**Exercise task:** Render the data below as a JSON list of strings, one string for each line, leaving out any blank lines.

**Data listing:**

• • •

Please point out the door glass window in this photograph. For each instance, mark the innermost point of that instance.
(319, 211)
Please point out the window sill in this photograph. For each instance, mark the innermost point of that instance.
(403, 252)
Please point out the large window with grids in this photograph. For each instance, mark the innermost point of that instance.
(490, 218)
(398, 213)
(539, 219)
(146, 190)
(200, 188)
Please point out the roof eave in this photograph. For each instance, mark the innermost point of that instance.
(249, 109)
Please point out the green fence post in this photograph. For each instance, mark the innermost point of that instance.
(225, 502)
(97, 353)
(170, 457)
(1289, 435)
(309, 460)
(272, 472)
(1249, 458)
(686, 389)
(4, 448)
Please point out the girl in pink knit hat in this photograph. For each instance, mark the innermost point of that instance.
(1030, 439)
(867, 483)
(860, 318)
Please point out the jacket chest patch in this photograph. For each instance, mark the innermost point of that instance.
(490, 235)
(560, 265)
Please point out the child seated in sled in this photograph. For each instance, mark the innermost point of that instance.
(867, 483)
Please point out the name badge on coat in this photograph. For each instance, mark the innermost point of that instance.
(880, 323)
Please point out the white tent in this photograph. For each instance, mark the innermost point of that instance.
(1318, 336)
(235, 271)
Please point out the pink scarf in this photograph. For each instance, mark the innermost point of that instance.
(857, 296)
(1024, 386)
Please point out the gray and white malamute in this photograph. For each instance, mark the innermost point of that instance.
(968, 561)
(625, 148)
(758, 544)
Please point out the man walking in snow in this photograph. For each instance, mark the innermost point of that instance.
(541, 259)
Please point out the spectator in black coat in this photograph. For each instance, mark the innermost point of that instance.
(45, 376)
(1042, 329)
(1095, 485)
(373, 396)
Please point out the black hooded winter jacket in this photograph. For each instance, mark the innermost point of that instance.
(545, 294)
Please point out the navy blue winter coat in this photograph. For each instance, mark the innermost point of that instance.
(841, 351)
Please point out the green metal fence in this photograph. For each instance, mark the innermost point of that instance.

• • •

**Task answer:**
[
  "Please point out the door glass window in this photograph. For each instance, mark the innermost point of that instance.",
  "(319, 211)",
  "Please point out the window sill in this photograph. For each instance, mark the innermost point of that instance.",
  "(403, 252)",
  "Please point out the large window with grids in this photograph. For each instance, mark the innermost point of that instance.",
  "(490, 218)",
  "(398, 213)",
  "(539, 219)",
  "(146, 190)",
  "(200, 188)",
  "Please point out the roof eave in this photograph. For each instance, mark the innermost point of that instance.",
  "(249, 109)",
  "Please point out the green fence post in this photograph. For each instance, mark the innermost point of that instance.",
  "(225, 502)",
  "(97, 353)",
  "(170, 457)",
  "(1289, 435)",
  "(309, 460)",
  "(272, 472)",
  "(1249, 458)",
  "(686, 389)",
  "(4, 448)",
  "Please point out the girl in pink knit hat in this photograph. For each instance, mark the innermost point of that instance.",
  "(1030, 439)",
  "(867, 483)",
  "(860, 318)",
  "Please point out the jacket chest patch in this photograph. For each instance, mark the innermost point of that instance.",
  "(490, 235)",
  "(560, 265)",
  "Please point out the child seated in sled in this photograph. For each instance, mark the innermost point of that instance.",
  "(867, 483)",
  "Please point out the name badge on coat in this photograph. For each instance, mark the innermost point of that instance.",
  "(880, 323)",
  "Please point out the white tent in this photograph. For each instance, mark the innermost point of that instance.",
  "(1318, 336)",
  "(235, 271)",
  "Please point out the pink scarf in this photograph. For each instance, mark the innermost point of that instance.",
  "(857, 296)",
  "(1024, 386)",
  "Please point out the gray and white malamute in this photograph. For each instance, mark the innermost point of that instance.",
  "(968, 561)",
  "(625, 148)",
  "(758, 544)",
  "Please point out the man walking in snow in this photograph. For each instance, mark the innermost point of that instance.",
  "(541, 259)",
  "Please point out the spectator in black coat in this photograph. For each instance, mark the innermost point of that instance.",
  "(45, 376)",
  "(1042, 329)",
  "(1095, 485)",
  "(373, 396)",
  "Please point out the black hooded winter jacket in this photograph. For each instance, mark the innermost point of that instance.",
  "(545, 294)",
  "Please point out the navy blue winter coat in this photograph. For each instance, mark the innermost point of that instance.",
  "(841, 351)",
  "Please point out the green metal fence in this photograph. For each instance, mark the innermost point of that instance."
]